Supplied data =
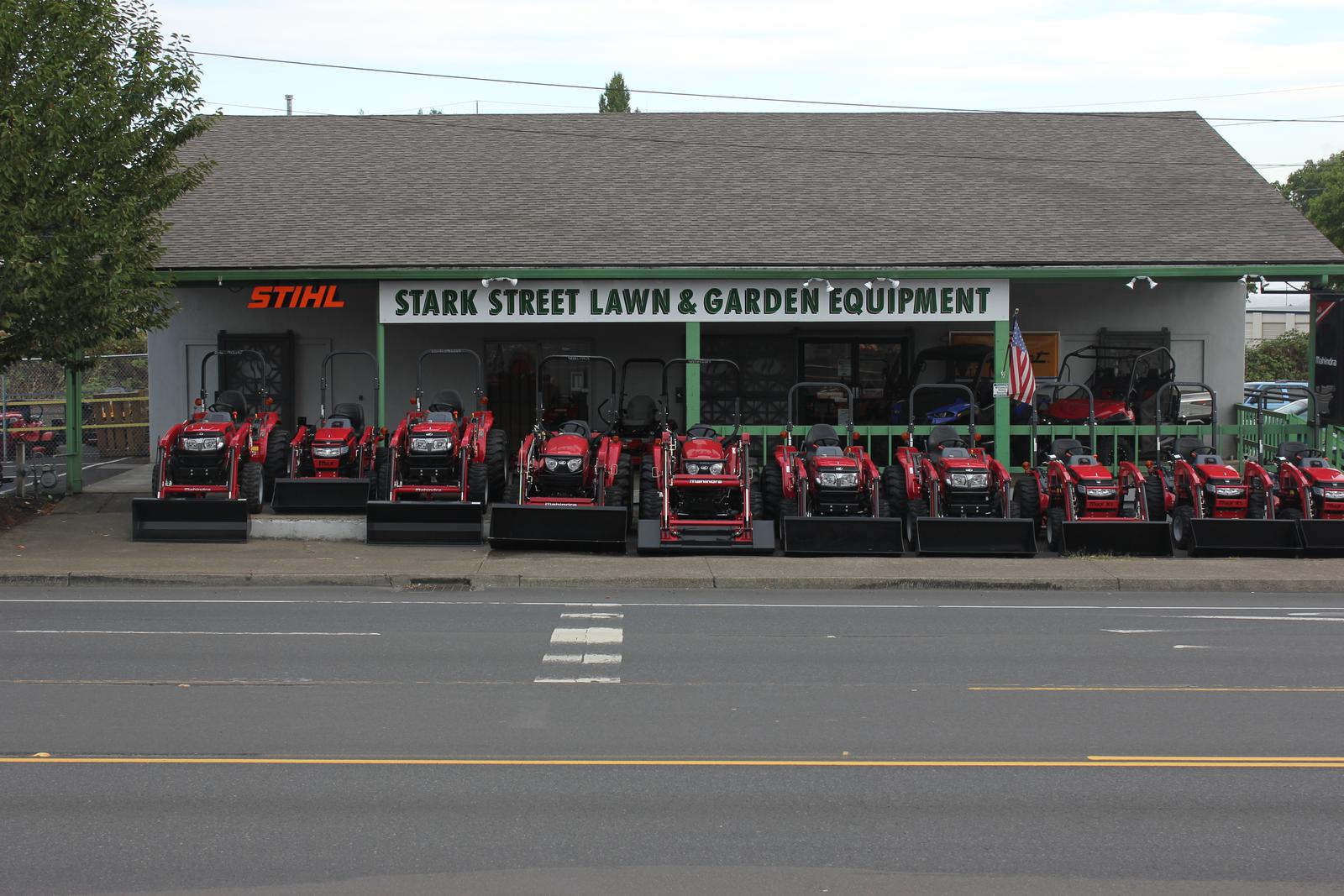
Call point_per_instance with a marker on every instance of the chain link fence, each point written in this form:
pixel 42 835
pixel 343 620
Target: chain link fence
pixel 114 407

...

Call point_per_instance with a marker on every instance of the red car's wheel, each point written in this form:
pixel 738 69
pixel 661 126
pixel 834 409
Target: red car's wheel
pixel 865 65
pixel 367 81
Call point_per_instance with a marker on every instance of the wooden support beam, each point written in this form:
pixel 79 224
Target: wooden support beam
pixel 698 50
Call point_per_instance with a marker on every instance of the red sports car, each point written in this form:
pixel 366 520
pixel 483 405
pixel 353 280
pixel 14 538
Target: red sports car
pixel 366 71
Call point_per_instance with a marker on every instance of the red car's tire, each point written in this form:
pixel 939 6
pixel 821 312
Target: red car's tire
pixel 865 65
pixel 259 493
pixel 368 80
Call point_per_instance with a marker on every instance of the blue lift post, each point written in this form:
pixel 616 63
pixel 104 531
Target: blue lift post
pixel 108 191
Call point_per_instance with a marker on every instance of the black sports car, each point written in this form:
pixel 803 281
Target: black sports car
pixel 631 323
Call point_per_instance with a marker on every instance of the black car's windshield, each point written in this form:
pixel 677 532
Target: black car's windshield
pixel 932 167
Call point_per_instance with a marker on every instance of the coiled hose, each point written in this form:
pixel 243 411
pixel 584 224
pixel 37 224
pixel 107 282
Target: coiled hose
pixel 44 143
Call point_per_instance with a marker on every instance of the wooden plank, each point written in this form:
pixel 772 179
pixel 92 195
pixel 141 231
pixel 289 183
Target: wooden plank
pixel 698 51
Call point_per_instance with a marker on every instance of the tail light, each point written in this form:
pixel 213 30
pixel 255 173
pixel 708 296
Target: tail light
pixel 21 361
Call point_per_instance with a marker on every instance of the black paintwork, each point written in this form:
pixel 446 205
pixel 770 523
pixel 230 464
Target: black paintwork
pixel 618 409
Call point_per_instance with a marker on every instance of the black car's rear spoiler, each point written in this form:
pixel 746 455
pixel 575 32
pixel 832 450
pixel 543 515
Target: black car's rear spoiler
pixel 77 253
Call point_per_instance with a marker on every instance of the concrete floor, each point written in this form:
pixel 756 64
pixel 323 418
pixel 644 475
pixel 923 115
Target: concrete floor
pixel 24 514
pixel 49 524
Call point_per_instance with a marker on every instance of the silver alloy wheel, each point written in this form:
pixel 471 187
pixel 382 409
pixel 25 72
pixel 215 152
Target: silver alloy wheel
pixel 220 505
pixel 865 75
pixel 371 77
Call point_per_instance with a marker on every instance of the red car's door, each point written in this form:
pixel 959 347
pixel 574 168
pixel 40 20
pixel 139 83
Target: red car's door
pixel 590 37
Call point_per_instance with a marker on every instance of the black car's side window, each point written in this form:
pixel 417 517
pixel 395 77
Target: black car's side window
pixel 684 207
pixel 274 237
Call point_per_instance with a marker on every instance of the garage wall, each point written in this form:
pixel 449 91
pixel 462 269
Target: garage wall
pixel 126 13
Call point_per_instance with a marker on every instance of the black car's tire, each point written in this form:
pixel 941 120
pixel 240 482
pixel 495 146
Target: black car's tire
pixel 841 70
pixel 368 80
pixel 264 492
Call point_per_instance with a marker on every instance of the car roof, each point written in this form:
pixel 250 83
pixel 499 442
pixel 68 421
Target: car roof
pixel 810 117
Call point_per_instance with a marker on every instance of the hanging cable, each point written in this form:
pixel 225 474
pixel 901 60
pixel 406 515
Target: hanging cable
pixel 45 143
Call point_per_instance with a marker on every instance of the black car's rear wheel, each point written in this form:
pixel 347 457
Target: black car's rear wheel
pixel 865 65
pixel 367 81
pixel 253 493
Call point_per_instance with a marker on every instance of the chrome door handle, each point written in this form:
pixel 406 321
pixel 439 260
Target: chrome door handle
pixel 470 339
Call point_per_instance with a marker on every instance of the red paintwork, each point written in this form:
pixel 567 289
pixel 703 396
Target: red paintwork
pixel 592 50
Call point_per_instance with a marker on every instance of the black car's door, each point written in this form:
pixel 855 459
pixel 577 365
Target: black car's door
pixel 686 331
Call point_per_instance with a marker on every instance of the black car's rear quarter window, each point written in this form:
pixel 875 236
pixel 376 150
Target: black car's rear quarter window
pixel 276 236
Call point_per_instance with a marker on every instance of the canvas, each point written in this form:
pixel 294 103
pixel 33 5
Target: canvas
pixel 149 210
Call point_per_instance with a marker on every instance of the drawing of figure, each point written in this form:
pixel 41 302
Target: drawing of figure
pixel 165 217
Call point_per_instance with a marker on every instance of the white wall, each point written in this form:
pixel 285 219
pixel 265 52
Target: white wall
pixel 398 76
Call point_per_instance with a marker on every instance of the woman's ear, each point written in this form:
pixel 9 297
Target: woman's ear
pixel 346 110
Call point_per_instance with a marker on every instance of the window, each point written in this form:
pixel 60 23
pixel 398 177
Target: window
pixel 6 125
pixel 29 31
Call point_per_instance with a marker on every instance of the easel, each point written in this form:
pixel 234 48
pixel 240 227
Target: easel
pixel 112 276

Required work = Rewrite everything from the row containing "black car's tire, each" down to the row containing "pixel 264 492", swapping "tire" for "wheel" wherever it occurs and leaving all else unchanged.

Worked answer =
Call point_per_instance with a marker on every instance of the black car's wheel, each point written in this form:
pixel 941 120
pixel 240 482
pixel 495 146
Target: black car's wheel
pixel 841 70
pixel 368 80
pixel 264 492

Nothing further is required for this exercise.